▶ WHAT TO DO: Repeat each entry exactly, but do not carry over the pictures.

▶ TASK INPUTS:
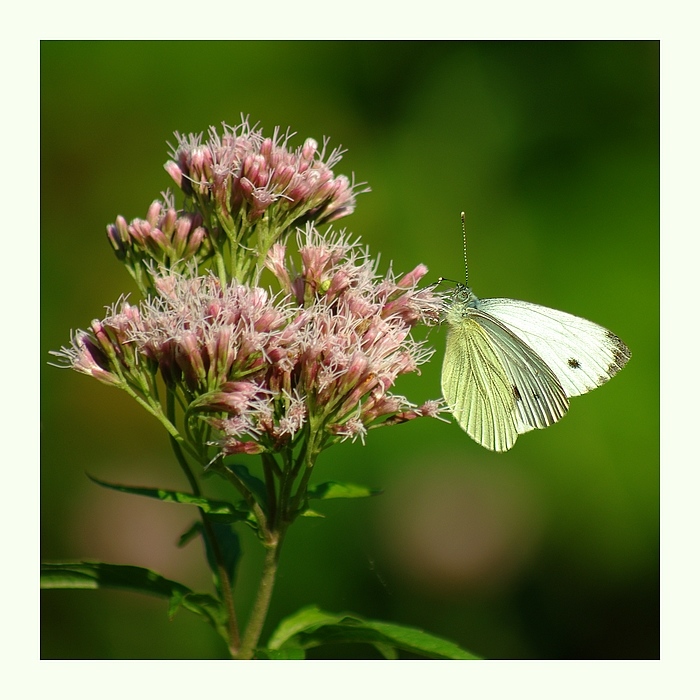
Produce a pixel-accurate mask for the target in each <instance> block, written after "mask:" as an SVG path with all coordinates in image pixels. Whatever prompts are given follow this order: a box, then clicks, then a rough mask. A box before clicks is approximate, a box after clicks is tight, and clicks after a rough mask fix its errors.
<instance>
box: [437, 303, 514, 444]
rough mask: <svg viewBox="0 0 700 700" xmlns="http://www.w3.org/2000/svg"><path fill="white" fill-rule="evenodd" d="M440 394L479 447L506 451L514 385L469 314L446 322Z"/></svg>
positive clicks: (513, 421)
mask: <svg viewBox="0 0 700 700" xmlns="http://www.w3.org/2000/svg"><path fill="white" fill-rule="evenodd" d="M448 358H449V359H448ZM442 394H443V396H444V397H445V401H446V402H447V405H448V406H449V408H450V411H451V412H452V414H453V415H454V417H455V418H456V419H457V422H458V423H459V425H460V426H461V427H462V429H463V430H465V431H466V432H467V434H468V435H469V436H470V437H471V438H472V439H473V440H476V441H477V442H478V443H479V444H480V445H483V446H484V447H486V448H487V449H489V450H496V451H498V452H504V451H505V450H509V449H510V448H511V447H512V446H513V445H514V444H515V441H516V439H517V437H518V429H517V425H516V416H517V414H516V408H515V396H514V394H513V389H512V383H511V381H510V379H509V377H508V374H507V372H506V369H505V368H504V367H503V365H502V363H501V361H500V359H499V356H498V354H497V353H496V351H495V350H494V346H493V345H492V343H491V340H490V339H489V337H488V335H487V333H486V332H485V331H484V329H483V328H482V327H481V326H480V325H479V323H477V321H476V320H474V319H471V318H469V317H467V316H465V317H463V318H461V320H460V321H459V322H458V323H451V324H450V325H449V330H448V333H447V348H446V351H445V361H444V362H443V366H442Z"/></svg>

▶ REPLY TO THE TASK:
Produce a pixel-accurate mask for the target in each <instance> block, written after "mask:" as an SVG path with all coordinates in image pixels. Whatever prompts are given follow this order: a box, then clicks, then a rough mask. A box before clicks is approximate, a box after clicks is tight, and clicks after a rough mask fix its errors.
<instance>
box: [437, 303, 514, 444]
rough mask: <svg viewBox="0 0 700 700" xmlns="http://www.w3.org/2000/svg"><path fill="white" fill-rule="evenodd" d="M440 394L479 447L506 451L514 385L469 314L446 322Z"/></svg>
positive clicks: (513, 421)
mask: <svg viewBox="0 0 700 700" xmlns="http://www.w3.org/2000/svg"><path fill="white" fill-rule="evenodd" d="M448 358H449V359H448ZM442 394H443V396H444V397H445V401H446V402H447V405H448V406H449V408H450V411H451V412H452V414H453V415H454V417H455V418H456V419H457V422H458V423H459V425H460V426H461V427H462V429H463V430H465V431H466V432H467V434H468V435H469V436H470V437H471V438H472V439H473V440H476V441H477V442H478V443H479V444H480V445H483V446H484V447H486V448H487V449H489V450H496V451H498V452H504V451H505V450H509V449H510V448H511V447H512V446H513V445H514V444H515V441H516V439H517V437H518V429H517V425H516V416H517V414H516V408H515V396H514V394H513V389H512V383H511V381H510V379H509V377H508V374H507V372H506V369H505V368H504V367H503V365H502V363H501V361H500V359H499V356H498V354H497V353H496V351H495V350H494V346H493V345H492V343H491V340H490V339H489V337H488V335H487V333H486V332H485V331H484V329H483V328H482V327H481V326H480V325H479V323H477V321H476V320H474V319H471V318H469V317H467V316H465V317H463V318H461V320H460V321H459V322H458V323H451V324H450V325H449V330H448V333H447V348H446V351H445V361H444V362H443V366H442Z"/></svg>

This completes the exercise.